Scan the records for the string "tire" and copy every line that holds it.

==== Records supplied ====

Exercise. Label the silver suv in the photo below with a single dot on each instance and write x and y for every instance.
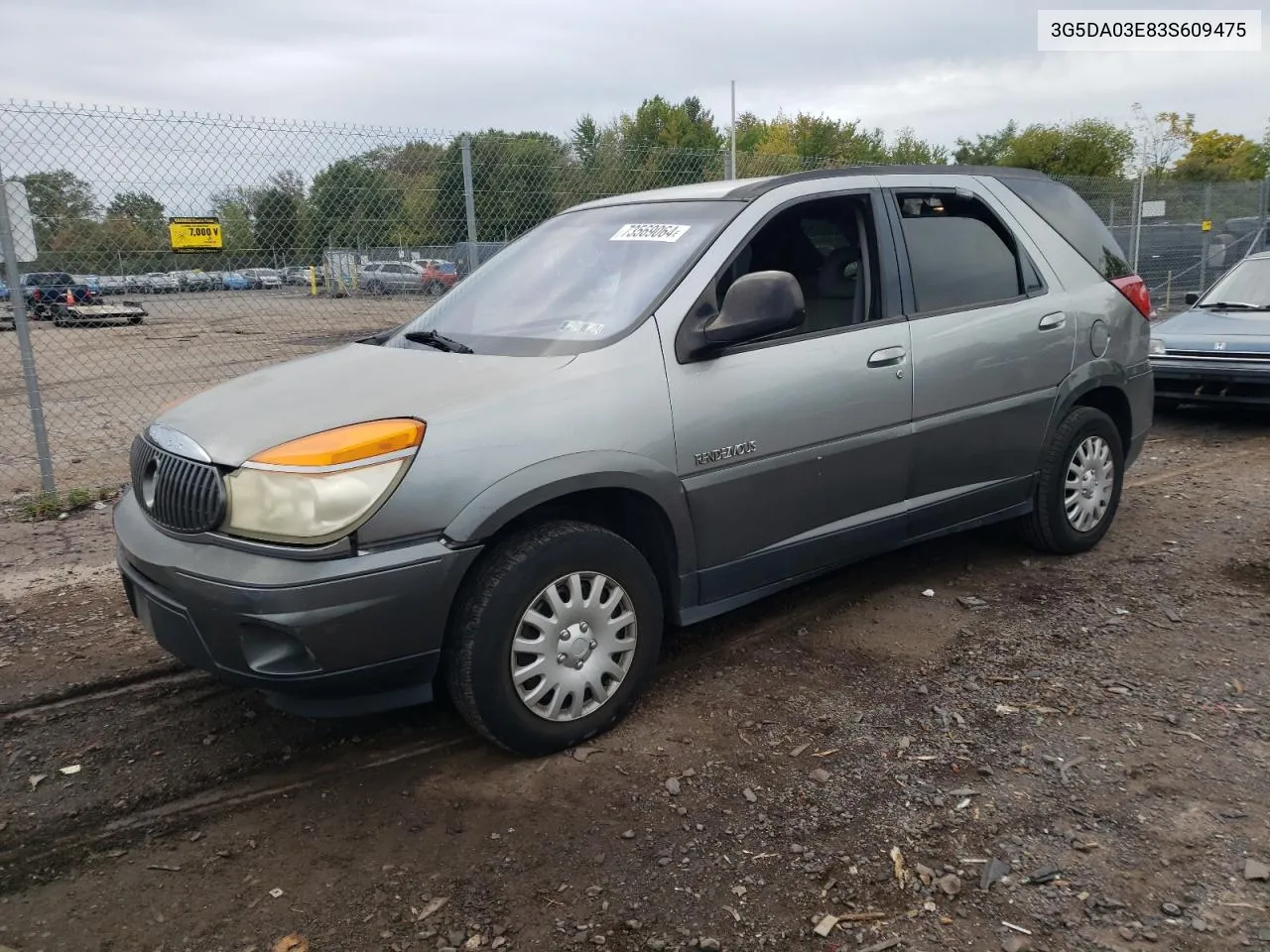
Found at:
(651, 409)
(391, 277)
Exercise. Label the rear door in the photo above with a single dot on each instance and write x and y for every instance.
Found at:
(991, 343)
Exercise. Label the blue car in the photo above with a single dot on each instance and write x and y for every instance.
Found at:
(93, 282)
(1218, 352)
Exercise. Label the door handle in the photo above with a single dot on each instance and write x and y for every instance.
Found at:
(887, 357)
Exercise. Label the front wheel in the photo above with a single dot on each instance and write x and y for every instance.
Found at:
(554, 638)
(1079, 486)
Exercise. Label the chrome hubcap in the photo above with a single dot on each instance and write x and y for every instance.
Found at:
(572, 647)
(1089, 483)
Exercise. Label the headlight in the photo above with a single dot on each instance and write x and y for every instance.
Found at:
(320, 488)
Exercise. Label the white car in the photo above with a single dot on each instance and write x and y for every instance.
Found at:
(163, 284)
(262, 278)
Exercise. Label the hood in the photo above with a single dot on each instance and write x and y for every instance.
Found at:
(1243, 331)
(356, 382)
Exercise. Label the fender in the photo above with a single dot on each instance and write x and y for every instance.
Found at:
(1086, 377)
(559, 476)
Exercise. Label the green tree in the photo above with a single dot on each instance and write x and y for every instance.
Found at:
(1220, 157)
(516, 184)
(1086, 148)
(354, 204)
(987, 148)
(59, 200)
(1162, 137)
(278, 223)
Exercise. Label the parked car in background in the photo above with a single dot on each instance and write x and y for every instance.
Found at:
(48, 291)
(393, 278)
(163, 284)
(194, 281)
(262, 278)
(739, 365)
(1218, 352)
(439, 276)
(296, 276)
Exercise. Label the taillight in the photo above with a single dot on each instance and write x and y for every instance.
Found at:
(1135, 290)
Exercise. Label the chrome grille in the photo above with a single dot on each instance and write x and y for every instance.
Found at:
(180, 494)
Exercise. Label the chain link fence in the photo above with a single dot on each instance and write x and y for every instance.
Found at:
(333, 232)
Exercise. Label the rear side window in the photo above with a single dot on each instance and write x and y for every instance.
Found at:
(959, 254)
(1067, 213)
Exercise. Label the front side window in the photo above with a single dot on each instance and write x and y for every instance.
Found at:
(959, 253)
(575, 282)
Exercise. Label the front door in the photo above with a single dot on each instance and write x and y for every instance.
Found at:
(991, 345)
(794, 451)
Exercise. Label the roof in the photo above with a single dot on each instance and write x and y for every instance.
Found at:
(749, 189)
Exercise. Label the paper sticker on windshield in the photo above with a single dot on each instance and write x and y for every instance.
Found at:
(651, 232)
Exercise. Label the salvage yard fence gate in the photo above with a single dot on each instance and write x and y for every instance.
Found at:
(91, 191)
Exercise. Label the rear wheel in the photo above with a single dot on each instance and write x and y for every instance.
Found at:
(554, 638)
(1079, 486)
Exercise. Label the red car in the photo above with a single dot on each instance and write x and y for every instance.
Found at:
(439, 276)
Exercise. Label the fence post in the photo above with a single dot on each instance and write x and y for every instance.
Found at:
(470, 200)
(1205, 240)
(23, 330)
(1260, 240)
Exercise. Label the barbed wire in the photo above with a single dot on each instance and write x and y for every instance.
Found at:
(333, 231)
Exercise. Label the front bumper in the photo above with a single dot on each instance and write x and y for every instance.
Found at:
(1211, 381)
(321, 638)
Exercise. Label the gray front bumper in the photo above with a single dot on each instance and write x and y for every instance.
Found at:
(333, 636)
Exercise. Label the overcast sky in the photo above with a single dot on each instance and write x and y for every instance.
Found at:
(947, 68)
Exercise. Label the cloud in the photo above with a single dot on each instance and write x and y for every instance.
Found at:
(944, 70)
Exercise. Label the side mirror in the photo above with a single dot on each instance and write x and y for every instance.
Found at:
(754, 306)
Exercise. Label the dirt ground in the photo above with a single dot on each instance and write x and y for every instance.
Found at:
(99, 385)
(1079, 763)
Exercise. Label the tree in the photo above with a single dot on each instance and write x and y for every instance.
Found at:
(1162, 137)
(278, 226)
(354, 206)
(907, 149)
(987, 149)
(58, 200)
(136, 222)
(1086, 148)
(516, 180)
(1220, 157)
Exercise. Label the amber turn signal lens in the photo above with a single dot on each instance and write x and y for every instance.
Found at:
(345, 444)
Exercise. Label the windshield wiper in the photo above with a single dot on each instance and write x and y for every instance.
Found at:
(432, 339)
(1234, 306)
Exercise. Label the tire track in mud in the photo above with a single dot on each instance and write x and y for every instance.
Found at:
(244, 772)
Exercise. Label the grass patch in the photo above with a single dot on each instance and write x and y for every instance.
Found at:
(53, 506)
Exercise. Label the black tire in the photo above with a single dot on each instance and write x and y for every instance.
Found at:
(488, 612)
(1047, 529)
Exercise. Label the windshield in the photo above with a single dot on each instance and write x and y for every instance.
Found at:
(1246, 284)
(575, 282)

====

Output of the exercise:
Exercise. Label the tire track in mud in the photo above with a single dot on each instance and write x and y for every instance.
Exercise. Label the black tire in the photo above with a single dot on each instance and write x and y for every instance.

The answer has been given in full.